EXERCISES —
[A] Rewrite the halo modeling notes starting at "[ ] implement the halo" and ending at "CodeCogsEqn (3)", putting "Colossus" wherever "cluster_toolkit" appears.
[B] According to the halo modeling notes, which package already has the Tinker halo bias implemented?

SOURCE TEXT —
━━━━━━━━

It is likely that users will want to compute c(M) for an array of masses and/or redshifts, so we should keep this in mind when writing code.

To do items here:

[ ] identify mass-concentration relations that we should use (e.g. Bhattacharya, Duffy, Bullock, Ludlow, Child, Diemer).
[ ] pick one and implement it well
[ ] implement the rest
[ ] test them against Colossus

5. Halo bias

At large scales, halos cluster proportionally to matter. To first order, the halo bias is only mass and redshift dependent, and there exist a few models out there for the halo bias. We should implement them, since they appear in, e.g. cluster lensing, cluster clustering, HOD models, and probably more places. Also, they are very simple to implement.

Just like for concentration, users will want b(M,z) at arrays of masses and redshifts.

The to do list:

[ ] identify halo bias relations people want to use (Tinker 2010 main text and appendices, Sheth & Tormen)
[ ] implement one well
[ ] implement the rest well
[ ] find implementations to test against and do so. The cluster_toolkit has the Tinker halo bias implemented, and would be a good baseline for that.

@villarrealas has implemented some of these in the ccl_massfunc.c file, but the halo bias should be pulled out into its own file.

6. Halo correlation functions

Halos cluster. Therefore, we should implement halo-matter cross correlation functions (xi{hm}) and halo autocorrelation functions (xi{hh}). Thankfully, this is easy to do and we have all the tools already implemented. This is because, at small scales the halo-matter cross correlation function is proportional to the density profiles (\xi_{hm}(r,M) \propto rho(r,M)), while at large scales it is proportional to the halo bias times the matter autocorrelation function (b(M) xi_mm(r)). The halo autocorrelation is 0 at small scales (halo exclusion) and can usually be modeled as xi_hh(r, M1, M2) = b(M1)b(M2)*xi_mm(r).

Note: everything in the above paragraph has a redshift dependence that I’m dropping to save characters.

So, as long as we trust the Fourier transform of the matter power spectrum (which @zdu863 merged into master last year) to go from P(k) to xi(r), then we have the 2-halo term done already. It’s just a matter of putting all the pieces together.

The to-do items look like this:

[ ] implement the halo autocorrelation function
[ ] implement ways to combine 1-halo and 2-halo terms (take the max or add them)
[ ] test against the cluster_toolkit. Note that these tests would technically be superfluous, since we would already test the density profiles, halo bias, and matter autocorrelation functions themselves.

At this point it would be worth double checking that the benchmarks for xi_mm(r) are good.

7. Projected density profiles

Weak lensing and the like are measured in projection on the sky. For instance, the surface mass density (proportional to kappa) looks like

CodeCogsEqn (3)

━━━━━━━━

(Data items)
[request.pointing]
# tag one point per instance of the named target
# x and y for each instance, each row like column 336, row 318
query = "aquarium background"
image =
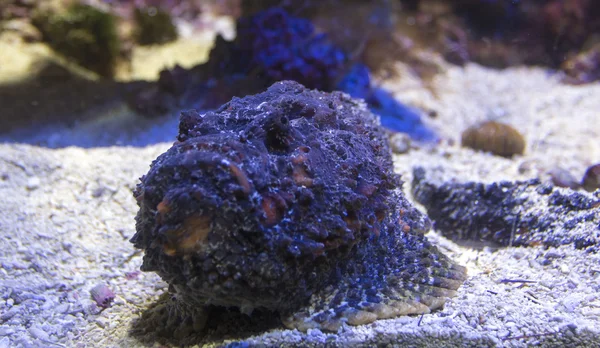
column 487, row 105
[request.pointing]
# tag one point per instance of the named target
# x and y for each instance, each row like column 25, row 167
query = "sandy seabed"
column 67, row 214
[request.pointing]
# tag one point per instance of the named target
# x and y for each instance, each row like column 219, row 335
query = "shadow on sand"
column 166, row 322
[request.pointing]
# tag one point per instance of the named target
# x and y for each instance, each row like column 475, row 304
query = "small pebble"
column 33, row 183
column 38, row 333
column 103, row 295
column 563, row 178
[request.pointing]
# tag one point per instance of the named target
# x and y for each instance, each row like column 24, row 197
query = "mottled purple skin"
column 272, row 198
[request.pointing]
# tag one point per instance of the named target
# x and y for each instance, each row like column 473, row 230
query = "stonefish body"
column 287, row 201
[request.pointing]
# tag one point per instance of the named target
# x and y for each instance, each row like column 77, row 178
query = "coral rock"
column 525, row 213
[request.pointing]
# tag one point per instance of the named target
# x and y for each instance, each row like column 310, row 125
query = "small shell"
column 591, row 179
column 495, row 137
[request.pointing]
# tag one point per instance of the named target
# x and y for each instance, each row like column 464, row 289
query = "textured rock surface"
column 522, row 213
column 287, row 201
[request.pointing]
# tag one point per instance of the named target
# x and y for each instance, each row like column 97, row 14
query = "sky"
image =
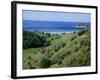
column 56, row 16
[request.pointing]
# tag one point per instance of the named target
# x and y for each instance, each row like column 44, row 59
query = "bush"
column 43, row 63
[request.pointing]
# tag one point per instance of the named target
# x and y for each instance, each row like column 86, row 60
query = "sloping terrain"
column 63, row 50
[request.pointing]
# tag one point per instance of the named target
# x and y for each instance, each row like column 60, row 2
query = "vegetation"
column 45, row 50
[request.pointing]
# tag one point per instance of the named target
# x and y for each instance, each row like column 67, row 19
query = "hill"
column 58, row 50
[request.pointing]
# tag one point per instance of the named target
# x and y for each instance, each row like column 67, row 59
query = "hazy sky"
column 56, row 16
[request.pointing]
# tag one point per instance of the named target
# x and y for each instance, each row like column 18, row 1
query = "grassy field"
column 64, row 50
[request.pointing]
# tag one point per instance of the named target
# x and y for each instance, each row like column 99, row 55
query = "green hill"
column 58, row 50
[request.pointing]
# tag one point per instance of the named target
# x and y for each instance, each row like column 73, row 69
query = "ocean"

━━━━━━━━

PER-TASK ANSWERS —
[A]
[ ] implement the halo autocorrelation function
[ ] implement ways to combine 1-halo and 2-halo terms (take the max or add them)
[ ] test against the Colossus. Note that these tests would technically be superfluous, since we would already test the density profiles, halo bias, and matter autocorrelation functions themselves.

At this point it would be worth double checking that the benchmarks for xi_mm(r) are good.

7. Projected density profiles

Weak lensing and the like are measured in projection on the sky. For instance, the surface mass density (proportional to kappa) looks like

CodeCogsEqn (3)

[B] The cluster_toolkit.